| PROVIDED TEXT |
◆ ◆ ◆ ◆ ◆ ◆ ◆
Does the title of this blog infuriate you and/or make you upset? I’m going to guess, yes.
Several years ago, when my son Jayden was about 3 years old, a woman approached me while I was working. I was wearing some sort of Autism Awareness t-shirt, as I often do. She very nicely asked me if I knew someone with Autism. I told her that my son had ASD and so did my cousin. We spoke for a few minutes after that.
She mentioned to me that she was a retired Special Education teacher and taught a number of children over the years with ASD, but there were far less diagnosed throughout her years of teaching then there were now. We spoke about school services and a parent/guardian/caregivers role in advocating for children like Jayden. She asked me how old my son was. She told me that I seemed to have a lot of knowledge early in my sons diagnosis regarding services and advocacy. I thanked her.
Here is where the conversation took an unexpected turn..she said this, and I quote, “You’re a young mom. Your road will be long and exhausting. There are places you can put your son and be able to visit with him as often or as little as you’d like. Kids with Autism don’t make friends or have meaningful relationships with family and friends. Trust me! I taught these kids for years. It’ll be much easier for you to live your life at your age. You should really consider it!”
◆ ◆ ◆ ◆ ◆ ◆ ◆
| DATA PROVIDED |
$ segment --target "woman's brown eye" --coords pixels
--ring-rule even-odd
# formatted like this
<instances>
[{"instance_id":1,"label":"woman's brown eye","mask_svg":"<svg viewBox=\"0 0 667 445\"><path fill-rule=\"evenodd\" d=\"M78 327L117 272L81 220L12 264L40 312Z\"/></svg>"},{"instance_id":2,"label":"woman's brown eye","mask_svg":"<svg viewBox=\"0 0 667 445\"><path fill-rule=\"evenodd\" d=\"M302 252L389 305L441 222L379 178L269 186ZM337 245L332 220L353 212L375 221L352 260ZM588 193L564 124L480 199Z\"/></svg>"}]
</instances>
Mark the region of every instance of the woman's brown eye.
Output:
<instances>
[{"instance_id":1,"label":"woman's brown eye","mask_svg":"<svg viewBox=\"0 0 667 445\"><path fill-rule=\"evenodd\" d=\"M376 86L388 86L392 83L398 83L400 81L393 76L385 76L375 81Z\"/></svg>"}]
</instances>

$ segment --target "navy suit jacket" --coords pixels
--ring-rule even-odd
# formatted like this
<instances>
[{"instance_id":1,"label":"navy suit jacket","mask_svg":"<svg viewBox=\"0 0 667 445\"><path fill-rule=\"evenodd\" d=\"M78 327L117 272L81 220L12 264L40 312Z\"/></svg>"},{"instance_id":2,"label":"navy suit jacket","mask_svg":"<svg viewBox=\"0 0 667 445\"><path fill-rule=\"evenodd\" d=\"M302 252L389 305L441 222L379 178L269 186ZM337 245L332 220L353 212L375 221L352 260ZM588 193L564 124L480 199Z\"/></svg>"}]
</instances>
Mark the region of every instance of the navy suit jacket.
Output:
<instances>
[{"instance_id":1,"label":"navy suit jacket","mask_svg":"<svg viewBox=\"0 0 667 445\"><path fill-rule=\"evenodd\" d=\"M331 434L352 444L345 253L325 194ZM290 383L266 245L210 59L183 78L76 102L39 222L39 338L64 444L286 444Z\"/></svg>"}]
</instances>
◆ ◆ ◆ ◆ ◆ ◆ ◆
| PARTS OF THE EXERCISE |
**a.** In the autism blog post, copy the passage that begins with the words "She mentioned to" and ends after the words "I thanked her.".
**b.** List the roles that the blog post about autism names as having a part in advocating for children like Jayden.

| RESPONSES TO THE EXERCISE |
**a.**
She mentioned to me that she was a retired Special Education teacher and taught a number of children over the years with ASD, but there were far less diagnosed throughout her years of teaching then there were now. We spoke about school services and a parent/guardian/caregivers role in advocating for children like Jayden. She asked me how old my son was. She told me that I seemed to have a lot of knowledge early in my sons diagnosis regarding services and advocacy. I thanked her.

**b.**
- parent
- guardian
- caregivers